Work instructions
Continue the passage below about the lichen D. diacapsis in the Tabernas badlands, picking up after its final sentence.

Source document
In the Tabernas badlands of south-east Spain, slope aspect (the direction a slope faces) creates strong contrasts in microclimate and vegetation, and D. diacapsis is reported mainly from north-facing slopes and adjacent flatter pediments (gently sloping surfaces at the foot of hills). There it may form extensive whitish carpets that have been associated with reduced erosion and with the development of plant patches, whereas the sunnier south-facing slopes are more eroded and commonly support little vegetation. Laboratory measurements were made by comparing thalli from north-facing ("shade") and south-facing ("sun") slopes and measuring exchange under controlled light, temperature, and thallus water content. In these experiments, the sun-exposed population generally showed higher net photosynthesis (more uptake in the light), while measures of photosynthetic efficiency and the light level where photosynthesis balances respiration (the light compensation point) were broadly similar between the two populations. After adjusting the results for dry mass and chlorophyll content, sun thalli still showed higher net photosynthesis. Shade thalli, however, had more lichen biomass per unit area and held more water per unit area, a pattern interpreted as supporting longer hydrated (active) periods in shadier microhabitats; they summarised this as a trade-off between higher photosynthetic rates during shorter active periods on south-facing slopes and longer active periods with lower rates on north-facing slopes. Studies of continuous lichen-dominated soil crusts describe rapid ponding (water pooling on the surface) and runoff, reducing water infiltration into the soil, while still producing lower sediment loss than bare ground. Souza-Egipsy and colleagues investigated this pattern in D. diacapsis using scanning electron microscopy, and suggested that infiltration depends largely on breaks in the crust (such as microfissures) rather than on the crust alone.

Provided data
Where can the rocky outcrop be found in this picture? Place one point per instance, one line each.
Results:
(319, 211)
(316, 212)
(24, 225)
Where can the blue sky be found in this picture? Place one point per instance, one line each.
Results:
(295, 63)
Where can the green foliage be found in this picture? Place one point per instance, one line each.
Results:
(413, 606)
==
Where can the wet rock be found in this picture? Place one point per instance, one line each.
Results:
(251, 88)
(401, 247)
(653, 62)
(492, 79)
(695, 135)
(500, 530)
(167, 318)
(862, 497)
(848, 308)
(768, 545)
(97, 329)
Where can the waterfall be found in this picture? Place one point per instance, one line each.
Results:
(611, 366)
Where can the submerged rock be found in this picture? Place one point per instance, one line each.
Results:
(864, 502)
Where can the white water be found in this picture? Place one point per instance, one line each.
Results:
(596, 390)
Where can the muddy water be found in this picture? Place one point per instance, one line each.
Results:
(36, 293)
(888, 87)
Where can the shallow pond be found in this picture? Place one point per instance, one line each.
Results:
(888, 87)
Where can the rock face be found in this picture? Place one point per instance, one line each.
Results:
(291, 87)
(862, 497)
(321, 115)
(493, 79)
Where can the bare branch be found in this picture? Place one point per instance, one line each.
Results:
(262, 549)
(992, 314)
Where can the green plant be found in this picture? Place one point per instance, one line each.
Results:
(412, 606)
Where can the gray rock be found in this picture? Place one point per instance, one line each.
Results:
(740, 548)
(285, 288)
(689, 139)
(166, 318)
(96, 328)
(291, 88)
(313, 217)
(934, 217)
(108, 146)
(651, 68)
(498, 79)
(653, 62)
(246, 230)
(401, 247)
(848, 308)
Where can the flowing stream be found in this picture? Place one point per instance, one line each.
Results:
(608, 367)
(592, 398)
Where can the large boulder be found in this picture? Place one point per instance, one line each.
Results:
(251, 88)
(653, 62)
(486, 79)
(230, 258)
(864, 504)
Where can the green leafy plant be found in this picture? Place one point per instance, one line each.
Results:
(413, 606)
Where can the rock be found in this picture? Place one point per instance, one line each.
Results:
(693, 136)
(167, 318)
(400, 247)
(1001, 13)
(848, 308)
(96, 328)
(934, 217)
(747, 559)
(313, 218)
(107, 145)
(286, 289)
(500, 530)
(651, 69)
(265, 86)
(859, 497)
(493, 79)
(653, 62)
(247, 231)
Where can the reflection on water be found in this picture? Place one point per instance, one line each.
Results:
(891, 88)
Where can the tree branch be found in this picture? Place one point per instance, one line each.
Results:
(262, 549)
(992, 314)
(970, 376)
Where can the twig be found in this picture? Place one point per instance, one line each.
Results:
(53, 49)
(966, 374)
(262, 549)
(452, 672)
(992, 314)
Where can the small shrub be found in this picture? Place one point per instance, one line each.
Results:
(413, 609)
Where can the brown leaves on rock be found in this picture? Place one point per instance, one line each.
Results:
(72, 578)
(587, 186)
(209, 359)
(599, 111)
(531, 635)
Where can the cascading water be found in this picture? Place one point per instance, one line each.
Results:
...
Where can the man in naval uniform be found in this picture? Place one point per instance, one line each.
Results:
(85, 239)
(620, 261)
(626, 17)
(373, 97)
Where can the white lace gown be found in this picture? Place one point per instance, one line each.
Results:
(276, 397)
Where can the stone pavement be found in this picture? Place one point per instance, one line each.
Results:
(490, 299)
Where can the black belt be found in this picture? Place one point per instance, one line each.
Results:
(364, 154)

Answer below
In a growth-chamber experiment using the steppe grass Macrochloa tenacissima, soil covered by a D. diacapsis crust delayed germination and reduced mean germination (the average proportion of seeds that germinated) compared with bare soil: first germination occurred after 22 days (vs 16 days on bare soil) and mean germination was 9% (vs 18%). Seedlings that germinated were less likely to emerge above the surface and their roots were less likely to penetrate into the soil, while seed viability was similar across treatments (85–90%). Possible contributors included reduced water availability where the crust seals the surface, physical resistance from a thick, continuous thallus, and species-specific exudates (released compounds).

On gypsum biological soil crusts of the Iberian Peninsula, D. diacapsis can act as a substrate for other lichen-forming fungi: Acarospora species may begin as parasites on D. diacapsis and later develop independent thalli, and Rhizocarpon malenconianum has been described as an obligate lichenicolous lichen on it (restricted to growing on other lichens); Diplotomma rivas-martinezii is also reported to occur close to D. diacapsis in the same crust communities. Where it grows on exposed gypsum bedrock, thalli can shield the substrate beneath them from direct rainfall, while adjacent unprotected gypsum continues to dissolve and lower in surface level; this contrast can produce small conical or rounded gypsum mounds associated with the lichens, up to about 15 mm high, which Mottershead and Lucas described as an "umbrella effect". On calcarenite in south-east Spain, D. diacapsis has been reported to break down the rock by weathering the carbonate cement that binds mineral fragments, with hyphae (fungal filaments) growing between carbonate fragments, quartz grains, and mica within the substratum; the same study noted that little or no growth of other microorganisms occurred immediately adjacent to the crustose thallus, in contrast to the more microbially diverse communities observed beneath foliose (leaf-like) lichens at the same site.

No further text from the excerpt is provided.